** Excerpt to read follows **

TORONTO - The virus responsible for the worst flu pandemic in known history was circulating in the United States for several months before it was recognized, new research published Monday shows.
It has been believed for years that infections in the spring of 1918 in the U.S. were a so-called "herald wave" of the Spanish flu pandemic, which eventually killed upwards of 50 million people worldwide.
But because the pandemic occurred before viruses could be isolated -- before viruses were even known to exist -- there hasn't been actual proof that the early cases seen in American military camps and elsewhere were caused by the same virus that wreaked such havoc on the world starting in the fall of that year.
This new study provides that evidence.
Painstaking work on preserved lung tissue samples from 68 soldiers who died of influenza in 1918 reveals that the Spanish flu virus was circulating at least as early as May, said Dr. Jeffery Taubenberger, the scientist who led the work.
Nine of the deaths occurred between mid-May and early August, before the start of the major fall wave that was so deadly in North America and Europe.
Taubenberger headed the team that first found and sequenced the 1918 virus. He did that work while at the now-defunct American Forces Institute of Pathology, where the lung samples that form the basis of the new study were archived.
Taubenberger now runs a lab at the National Institutes for Allergy and Infectious Diseases in Bethesda, Md., which funded this research.

** End of Excerpt to read **

[Task list]
#1 Translate this sentence from the 1918 flu article into Spanish: "Nine of the deaths occurred between mid-May and early August, before the start of the major fall wave that was so deadly in North America and Europe."
#2 Answer these questions using the 1918 flu article:
(a) How many people did the Spanish flu pandemic eventually kill worldwide?
(b) From how many soldiers did the preserved lung tissue samples come?
(c) At which institution were the lung samples archived?
#3 Continue the 1918 flu article from its last sentence.

** Records follows **

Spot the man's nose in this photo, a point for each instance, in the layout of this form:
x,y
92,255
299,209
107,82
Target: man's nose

** End of Records **

[Numbered responses]
#1 Nueve de las muertes ocurrieron entre mediados de mayo y principios de agosto, antes del inicio de la gran ola de otoño que fue tan mortífera en América del Norte y Europa.

#2
(a) Upwards of 50 million people.
(b) 68 soldiers.
(c) The American Forces Institute of Pathology.

#3
For years Taubenberger has been trying to solve the mysteries of the 1918 virus, attempting to tease out of preserved lung tissue answers to questions about the animal origins of the virus and why it was so extraordinarily lethal.
"Since the 1918 virus was this horrible, horrible, horrible virus, everyone wants to know everything about it," he said in an interview.
"Where did it come from? How did it spread? How did it start? How did it work? And yet we're dealing with something that occurred almost 100 years ago, in the pre-virology era."
An interesting feature of this work is that it showed the 1918 virus caused the same type of damage to the lungs of those who succumbed to it as did the virus behind the 2009 pandemic, which was a far more mild disease outbreak.
While that might seem counterintuitive, Taubenberger said, it probably makes sense that a fatal influenza infection would cause the same damage in the lungs, regardless of the virus responsible for it.
The work also provides some hints that the virus might have been in transition in the spring. Viruses from some of the spring cases have receptors that bind to avian cells. More of the fall cases were caused by viruses that bore receptors designed to lock onto the cells of the human respiratory tract.
Taubenberger said there isn't enough evidence to say with certainty that the spring viruses were still adapting to human hosts, but there is a suggestion that might have been the case.
Still, given the similar patterns of damage to the lungs of the fatal cases in the spring and fall, he said the findings point away from the hypothesis that the virus underwent changes in the summer of 1918 that made it more lethal.
"The answer to the mystery of why the 1918 virus killed tens of millions of people, especially young healthy adults, does not apparently live in the tissues that we look at under the microscope," he said.
However, the changing pattern of the receptors -- if indeed it did occur -- may have played a role in how transmissible the virus was in humans, Taubenberger said.
He insisted it's still important to figure out why the Spanish flu virus claimed so many lives.
"Because it happened once and we would certainly not want to see something like this happen again. So everything we can do to understand the past will help us prepare for the future."